### Source document:
Start of Block

Okay. Great. That’s helpful. And then just one other follow-up Ramy too, just talk a little bit more about the initiatives that have been progressing to accelerate the software utilization and adoption with your existing customers and just how much more of that’s going to continue in 2023 and how much spend is associated with that if that’s going to be ramping up as well in order to push some of those initiatives forward.
Yeah. Here’s what the challenge we have, which we have talked about before. So we — our customers, of course, will scale up when they see impact it has on their programs. But in order to see the impact, you have to use the software to high scale. So we have this kind of chicken and egg cycle right there, we have to break into.
And what we have found is incredibly effective, there are two things. One is they are starting to become really overwhelming validation or data to show that this using the software at this really high scale has a profound impact on the timelines of projects, on the likelihood of their success, on the quality of the molecules.
That’s happening from our own programs. You heard Karen talk about speed. We talk a lot about the quality molecules. You see the success of Nimbus and Morphic and structure and other companies, we have been involved and it’s becoming sort of overwhelming and a little hard to ignore, right? I mean, the validation is very clear. So that’s become a very, very effective way to convince customers that they have to scale up.
Now, the other what — the other strategy involves, making sure that our customers once they get access to it. Remember, this is somewhat of a transformation of the way drug discovery is done. That’s what this is about.
This is about shifting chemistry resources to relying more on computation, it’s making it so that smaller teams can work on more programs, because so many more calculations are running. Where are they going to learn all of that, that’s by us engaging with them in a little bit and transferring that knowhow and in how we do things and we have been very successful in doing that product validation that training.
But I have to tell you that what we are seeing, and Geoff talked about this is, we don’t think this requires very significant extra resources. A customer scaling up their usage of the software by factor of 10 doesn’t require us to spend that — anywhere near that that amount of increase in effort, if that makes sense.

End of Block

### Data records:
Start of Block

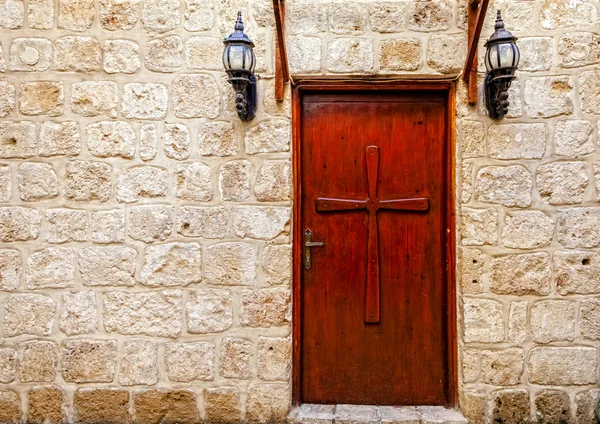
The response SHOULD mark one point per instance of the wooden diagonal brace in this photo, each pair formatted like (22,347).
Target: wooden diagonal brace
(477,12)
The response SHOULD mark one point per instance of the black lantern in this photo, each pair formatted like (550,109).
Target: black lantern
(501,61)
(239,62)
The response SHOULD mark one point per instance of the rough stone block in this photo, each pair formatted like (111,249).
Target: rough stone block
(190,361)
(156,314)
(209,311)
(172,264)
(88,181)
(89,361)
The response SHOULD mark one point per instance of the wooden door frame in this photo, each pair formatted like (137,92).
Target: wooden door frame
(312,86)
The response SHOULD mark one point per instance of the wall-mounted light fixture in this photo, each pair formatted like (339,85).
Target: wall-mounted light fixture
(501,61)
(239,62)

End of Block

### Exercises:
1. Set down, word for word, everything in the earnings call transcript on software adoption from "And what we" down to "of the molecules.".
2. Render this sentence from the earnings call transcript on software adoption into Spanish: "Remember, this is somewhat of a transformation of the way drug discovery is done."
3. Extend the earnings call transcript on software adoption, picking up after its final sentence.

### Replies:
1.
And what we have found is incredibly effective, there are two things. One is they are starting to become really overwhelming validation or data to show that this using the software at this really high scale has a profound impact on the timelines of projects, on the likelihood of their success, on the quality of the molecules.

2. Recuerden que esto es, en cierta medida, una transformación de la manera en que se lleva a cabo el descubrimiento de fármacos.

3.
So we continue to be able to see this kind of operational leverage and we are coming up with pretty clever ways we think of breaking into that sort of chicken and egg problem, which is clearly working, as you heard from some of the new KPIs that we have reported.
Yeah. That’s great. Thank you.
Our next question comes from the line of Vikram Purohit with Morgan Stanley.
Hey, guys. This is Will [ph] on for Vikram. Thanks for taking our question and congrats on the quarter. Just one from us on the new development candidate 3515, could you walk us through how you believe the candidate is differentiated at all or what aspects in particular the molecule you have been working to optimize?
Yeah. Happy too. So 35 — SGR-3515 is a very potent Wee1 inhibitor, so it has similar characteristic to other Wee1 inhibitors. But we believe and this is what we have been working on for the past few years is that it has a optimized selectivity profiles, so you are well aware the previous Wee1 inhibitors have off target kinase activities.
We believe, we have optimized that kinase profile and that correlates very nicely with the in vivo data that we are seeing that really, I think, validates the profile and replicate what’s been seen all the way through Phase 2 in terms of the activity and efficacy of Wee1 inhibitors in the clinic.
Furthermore, we believe that we believe that Wee1 inhibition is going to be used in the clinic and on the marketplace eventually in combination with other agents. As a result of that, we think the drug like properties including things like drug-drug interactions, other physical chemical properties are really important to maximize the potential opportunity for Wee1 inhibitors.
We have been working on all of those aspects using the platform and we are very happy with the profile of the compound. So we look forward to moving this forward and studying its profile in the clinic.
Okay. That’s great. Thanks very much and congrats again.
Our next question comes from the line of Chris Shibutani with Goldman Sachs.
Hi, everyone. This is Charlie [ph] on for Chris. Thank you so much for taking our questions and congrats on the great quarter and year. Just regarding the guidance, we had one quick one, regarding the expected reduction in year-over-year operating expenses. Just wondering what the drivers are there and where are you — where you see yourself saving on the spend during the course of the year there?
Yeah. Charlie, let me be clear, what we have said is the growth rate will be significantly lower. We reported 40% OpEx growth in 2022, 42% in 2021. We think in 2023, it will be significantly lower than that 40% and we expect it to be in line with revenue growth. We do think that we have opportunities to continue to deliver more operating leverage going forward. So it’s not an absolute reduction. It’s a reduction in growth.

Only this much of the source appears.